# Supplied material:
== == ==

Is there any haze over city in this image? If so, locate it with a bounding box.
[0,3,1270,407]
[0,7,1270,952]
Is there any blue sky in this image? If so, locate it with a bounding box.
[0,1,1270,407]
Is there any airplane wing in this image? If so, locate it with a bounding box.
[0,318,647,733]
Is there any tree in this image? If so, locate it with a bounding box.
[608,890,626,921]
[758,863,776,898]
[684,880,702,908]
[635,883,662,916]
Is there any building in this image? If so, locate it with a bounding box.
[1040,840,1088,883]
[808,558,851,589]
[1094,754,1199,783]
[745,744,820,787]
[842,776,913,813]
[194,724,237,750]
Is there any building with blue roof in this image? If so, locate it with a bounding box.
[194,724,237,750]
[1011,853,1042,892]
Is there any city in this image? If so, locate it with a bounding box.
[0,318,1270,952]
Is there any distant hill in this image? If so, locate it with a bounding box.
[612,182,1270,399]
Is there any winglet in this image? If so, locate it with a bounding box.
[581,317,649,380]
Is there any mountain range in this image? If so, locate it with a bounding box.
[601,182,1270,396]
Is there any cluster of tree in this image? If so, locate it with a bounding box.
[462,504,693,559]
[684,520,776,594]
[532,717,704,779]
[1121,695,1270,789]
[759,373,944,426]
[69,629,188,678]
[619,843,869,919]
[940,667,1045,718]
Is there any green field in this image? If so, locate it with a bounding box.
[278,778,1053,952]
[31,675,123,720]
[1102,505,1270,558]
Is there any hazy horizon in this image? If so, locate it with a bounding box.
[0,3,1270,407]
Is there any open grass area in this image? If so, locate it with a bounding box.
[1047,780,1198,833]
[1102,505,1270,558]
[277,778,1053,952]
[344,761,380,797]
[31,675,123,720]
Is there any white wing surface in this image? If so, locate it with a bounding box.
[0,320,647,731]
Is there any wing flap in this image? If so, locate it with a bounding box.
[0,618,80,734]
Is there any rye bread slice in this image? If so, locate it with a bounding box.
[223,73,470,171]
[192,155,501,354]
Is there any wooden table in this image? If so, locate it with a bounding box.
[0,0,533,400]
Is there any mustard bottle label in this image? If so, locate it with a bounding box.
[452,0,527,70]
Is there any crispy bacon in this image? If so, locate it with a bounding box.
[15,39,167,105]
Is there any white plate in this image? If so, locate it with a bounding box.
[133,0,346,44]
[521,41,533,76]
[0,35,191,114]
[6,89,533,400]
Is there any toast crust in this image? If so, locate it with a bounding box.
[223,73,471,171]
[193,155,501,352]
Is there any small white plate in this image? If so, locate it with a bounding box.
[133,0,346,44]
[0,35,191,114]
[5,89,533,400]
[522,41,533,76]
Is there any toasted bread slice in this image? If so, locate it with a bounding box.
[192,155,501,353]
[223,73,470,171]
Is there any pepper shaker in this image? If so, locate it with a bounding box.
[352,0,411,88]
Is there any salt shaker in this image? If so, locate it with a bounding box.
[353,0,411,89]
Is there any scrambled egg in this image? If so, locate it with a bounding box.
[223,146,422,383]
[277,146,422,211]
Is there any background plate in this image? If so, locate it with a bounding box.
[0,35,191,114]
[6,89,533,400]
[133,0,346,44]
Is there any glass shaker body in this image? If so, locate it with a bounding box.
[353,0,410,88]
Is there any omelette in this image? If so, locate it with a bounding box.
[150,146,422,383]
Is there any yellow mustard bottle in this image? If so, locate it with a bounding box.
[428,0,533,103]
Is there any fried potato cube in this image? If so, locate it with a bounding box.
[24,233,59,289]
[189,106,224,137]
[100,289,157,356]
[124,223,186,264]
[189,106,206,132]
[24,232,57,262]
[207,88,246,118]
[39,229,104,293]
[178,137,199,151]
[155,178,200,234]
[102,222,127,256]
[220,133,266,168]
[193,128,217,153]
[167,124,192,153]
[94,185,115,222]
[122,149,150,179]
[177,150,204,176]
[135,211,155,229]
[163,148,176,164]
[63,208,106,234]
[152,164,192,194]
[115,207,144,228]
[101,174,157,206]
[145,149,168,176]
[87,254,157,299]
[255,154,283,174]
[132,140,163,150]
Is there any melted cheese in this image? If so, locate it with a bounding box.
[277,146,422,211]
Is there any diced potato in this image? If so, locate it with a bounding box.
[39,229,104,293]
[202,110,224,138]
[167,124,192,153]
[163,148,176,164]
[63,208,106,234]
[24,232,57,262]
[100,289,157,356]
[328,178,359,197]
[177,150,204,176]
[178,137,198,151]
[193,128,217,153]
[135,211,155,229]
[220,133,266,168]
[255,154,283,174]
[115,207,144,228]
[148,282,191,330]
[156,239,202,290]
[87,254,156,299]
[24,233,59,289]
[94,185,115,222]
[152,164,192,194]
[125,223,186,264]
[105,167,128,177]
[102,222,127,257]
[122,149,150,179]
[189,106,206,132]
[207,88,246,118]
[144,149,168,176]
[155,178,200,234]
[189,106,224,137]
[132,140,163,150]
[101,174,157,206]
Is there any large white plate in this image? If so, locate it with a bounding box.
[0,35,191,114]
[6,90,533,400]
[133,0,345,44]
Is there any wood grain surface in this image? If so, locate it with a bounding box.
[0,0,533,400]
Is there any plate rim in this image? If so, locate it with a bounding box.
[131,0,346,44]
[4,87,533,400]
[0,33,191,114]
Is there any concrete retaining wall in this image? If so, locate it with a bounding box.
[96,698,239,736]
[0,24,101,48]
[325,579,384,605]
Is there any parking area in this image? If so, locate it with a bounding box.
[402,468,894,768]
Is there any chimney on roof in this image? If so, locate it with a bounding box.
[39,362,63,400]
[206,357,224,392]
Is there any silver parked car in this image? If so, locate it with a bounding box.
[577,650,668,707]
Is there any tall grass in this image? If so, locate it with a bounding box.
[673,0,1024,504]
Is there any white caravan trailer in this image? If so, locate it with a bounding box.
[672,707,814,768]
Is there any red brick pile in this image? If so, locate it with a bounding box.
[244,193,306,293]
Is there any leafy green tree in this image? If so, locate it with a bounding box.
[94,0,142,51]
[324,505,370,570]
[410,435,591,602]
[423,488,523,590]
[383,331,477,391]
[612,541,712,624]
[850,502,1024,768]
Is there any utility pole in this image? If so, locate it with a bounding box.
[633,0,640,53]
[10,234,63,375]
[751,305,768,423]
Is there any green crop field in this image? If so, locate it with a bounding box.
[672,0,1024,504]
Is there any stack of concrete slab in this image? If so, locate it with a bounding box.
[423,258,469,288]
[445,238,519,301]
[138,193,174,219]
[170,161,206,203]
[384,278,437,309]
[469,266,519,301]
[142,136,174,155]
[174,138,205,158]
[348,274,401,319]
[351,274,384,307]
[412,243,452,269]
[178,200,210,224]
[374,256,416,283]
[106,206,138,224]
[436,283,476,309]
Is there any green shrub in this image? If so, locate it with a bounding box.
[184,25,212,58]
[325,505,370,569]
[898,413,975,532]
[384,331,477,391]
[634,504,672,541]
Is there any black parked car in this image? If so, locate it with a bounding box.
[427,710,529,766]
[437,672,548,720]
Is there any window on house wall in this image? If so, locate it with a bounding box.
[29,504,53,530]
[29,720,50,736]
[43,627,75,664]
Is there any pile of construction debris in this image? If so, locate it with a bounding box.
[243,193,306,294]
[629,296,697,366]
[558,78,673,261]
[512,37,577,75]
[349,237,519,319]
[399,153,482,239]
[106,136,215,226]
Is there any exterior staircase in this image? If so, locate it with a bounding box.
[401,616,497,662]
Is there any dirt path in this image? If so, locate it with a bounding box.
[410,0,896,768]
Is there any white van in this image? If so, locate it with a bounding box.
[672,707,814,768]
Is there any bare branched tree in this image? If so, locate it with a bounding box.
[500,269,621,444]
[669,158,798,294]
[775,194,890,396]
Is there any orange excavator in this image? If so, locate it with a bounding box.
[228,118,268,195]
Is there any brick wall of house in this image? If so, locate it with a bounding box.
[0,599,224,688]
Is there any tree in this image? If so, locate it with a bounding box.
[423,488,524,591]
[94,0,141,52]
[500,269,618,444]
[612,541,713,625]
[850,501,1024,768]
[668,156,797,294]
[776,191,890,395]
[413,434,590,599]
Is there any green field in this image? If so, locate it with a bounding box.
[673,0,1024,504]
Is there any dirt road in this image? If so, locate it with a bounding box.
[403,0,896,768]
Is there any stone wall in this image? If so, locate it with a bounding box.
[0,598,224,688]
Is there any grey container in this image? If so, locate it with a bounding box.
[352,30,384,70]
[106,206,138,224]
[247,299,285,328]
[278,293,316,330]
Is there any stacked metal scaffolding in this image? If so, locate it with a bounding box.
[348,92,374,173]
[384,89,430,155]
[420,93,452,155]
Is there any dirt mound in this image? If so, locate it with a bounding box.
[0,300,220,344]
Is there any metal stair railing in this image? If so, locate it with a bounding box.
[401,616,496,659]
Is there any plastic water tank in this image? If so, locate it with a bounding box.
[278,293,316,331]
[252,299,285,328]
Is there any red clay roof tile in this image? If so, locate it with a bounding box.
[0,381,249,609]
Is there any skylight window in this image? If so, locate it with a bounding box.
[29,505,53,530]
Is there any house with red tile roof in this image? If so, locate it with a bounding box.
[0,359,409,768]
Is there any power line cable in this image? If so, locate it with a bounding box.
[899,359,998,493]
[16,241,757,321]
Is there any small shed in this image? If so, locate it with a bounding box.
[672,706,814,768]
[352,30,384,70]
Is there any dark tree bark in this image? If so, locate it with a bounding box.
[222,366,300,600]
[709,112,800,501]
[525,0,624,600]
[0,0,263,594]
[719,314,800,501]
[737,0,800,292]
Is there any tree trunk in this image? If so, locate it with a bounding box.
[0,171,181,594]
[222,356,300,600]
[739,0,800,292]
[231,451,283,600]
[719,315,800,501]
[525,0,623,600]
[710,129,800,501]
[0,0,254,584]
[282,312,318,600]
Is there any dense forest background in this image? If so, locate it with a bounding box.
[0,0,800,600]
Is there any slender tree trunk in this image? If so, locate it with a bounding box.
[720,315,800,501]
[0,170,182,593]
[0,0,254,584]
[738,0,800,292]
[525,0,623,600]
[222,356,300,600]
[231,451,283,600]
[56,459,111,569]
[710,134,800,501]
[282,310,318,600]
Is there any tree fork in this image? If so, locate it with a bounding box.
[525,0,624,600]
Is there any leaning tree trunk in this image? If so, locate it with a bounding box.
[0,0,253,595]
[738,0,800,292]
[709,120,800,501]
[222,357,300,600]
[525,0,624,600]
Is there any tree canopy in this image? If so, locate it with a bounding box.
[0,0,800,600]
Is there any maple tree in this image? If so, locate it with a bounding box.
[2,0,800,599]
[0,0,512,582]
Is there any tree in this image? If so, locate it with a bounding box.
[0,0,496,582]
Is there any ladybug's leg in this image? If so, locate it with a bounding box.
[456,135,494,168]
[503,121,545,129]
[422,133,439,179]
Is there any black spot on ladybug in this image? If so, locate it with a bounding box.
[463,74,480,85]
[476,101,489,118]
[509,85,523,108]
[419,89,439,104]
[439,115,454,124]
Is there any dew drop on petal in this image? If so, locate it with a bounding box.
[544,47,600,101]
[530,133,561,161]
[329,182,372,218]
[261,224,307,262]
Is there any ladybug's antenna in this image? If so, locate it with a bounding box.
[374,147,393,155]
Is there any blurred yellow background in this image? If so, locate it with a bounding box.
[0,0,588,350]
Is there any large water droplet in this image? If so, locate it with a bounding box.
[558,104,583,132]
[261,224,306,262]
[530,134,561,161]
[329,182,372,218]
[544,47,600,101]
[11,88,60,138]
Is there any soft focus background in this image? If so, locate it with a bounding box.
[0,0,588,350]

== == ==

Please recast the records above as a numbered list, running from their first line up to and including the line that contains "[635,883,662,916]", with any blank lines left out.

# Correct response:
1. Is there any haze over city in this image? If so, locate it with a bounding box.
2. [0,3,1270,407]
3. [0,7,1270,952]
4. Is there any blue sky in this image? If so, locate it with a bounding box.
5. [0,1,1270,407]
6. Is there any airplane wing in this image? If so, locate it with a bounding box.
7. [0,318,647,733]
8. Is there any tree in this image? If so, locate it with a bounding box.
9. [608,890,626,921]
10. [758,863,776,898]
11. [684,880,702,908]
12. [635,883,662,916]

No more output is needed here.